[PROBLEM REQUIREMENTS]
For the listing below, count the lines that contain "every" and report only the number.

::::::::

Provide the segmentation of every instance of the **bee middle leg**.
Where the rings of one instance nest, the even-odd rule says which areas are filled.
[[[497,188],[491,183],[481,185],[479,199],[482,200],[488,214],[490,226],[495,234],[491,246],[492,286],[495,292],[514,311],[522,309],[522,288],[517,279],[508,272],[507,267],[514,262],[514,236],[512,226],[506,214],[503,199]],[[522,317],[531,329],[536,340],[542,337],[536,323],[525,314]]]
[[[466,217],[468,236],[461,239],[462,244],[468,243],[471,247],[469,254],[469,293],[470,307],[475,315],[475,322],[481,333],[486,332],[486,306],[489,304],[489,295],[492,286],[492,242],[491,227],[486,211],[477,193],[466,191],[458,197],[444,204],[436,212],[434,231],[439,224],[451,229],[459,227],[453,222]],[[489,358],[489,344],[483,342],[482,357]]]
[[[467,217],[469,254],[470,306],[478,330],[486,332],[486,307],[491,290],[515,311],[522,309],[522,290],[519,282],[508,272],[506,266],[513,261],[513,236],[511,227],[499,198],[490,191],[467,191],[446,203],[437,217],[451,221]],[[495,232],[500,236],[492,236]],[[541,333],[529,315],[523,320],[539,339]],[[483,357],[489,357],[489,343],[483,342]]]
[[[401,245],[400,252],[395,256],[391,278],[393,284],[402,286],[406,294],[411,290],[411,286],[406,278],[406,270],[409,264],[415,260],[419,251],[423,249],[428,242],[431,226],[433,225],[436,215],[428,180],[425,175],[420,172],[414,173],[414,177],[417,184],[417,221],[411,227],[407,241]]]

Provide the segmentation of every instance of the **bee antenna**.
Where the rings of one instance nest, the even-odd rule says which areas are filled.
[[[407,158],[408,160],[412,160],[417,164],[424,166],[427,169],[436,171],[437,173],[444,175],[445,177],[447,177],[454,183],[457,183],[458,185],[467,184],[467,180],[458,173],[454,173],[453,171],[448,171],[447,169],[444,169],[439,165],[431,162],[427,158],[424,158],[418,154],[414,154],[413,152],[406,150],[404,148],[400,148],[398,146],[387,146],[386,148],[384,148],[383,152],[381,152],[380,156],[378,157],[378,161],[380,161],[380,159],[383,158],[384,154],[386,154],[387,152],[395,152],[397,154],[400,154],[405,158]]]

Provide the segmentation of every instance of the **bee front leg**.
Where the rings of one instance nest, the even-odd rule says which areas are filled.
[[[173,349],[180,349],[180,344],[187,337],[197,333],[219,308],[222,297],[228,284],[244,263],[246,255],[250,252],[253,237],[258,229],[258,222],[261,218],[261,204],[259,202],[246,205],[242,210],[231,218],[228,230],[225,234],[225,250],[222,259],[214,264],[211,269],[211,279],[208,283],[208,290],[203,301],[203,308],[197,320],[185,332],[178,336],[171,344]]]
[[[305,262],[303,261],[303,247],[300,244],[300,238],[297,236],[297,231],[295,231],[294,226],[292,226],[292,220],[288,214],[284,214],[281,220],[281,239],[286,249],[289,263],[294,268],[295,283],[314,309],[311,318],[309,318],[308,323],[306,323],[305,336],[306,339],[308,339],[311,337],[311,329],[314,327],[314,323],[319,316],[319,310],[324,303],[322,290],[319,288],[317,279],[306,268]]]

::::::::

[SOLUTION TO THIS PROBLEM]
3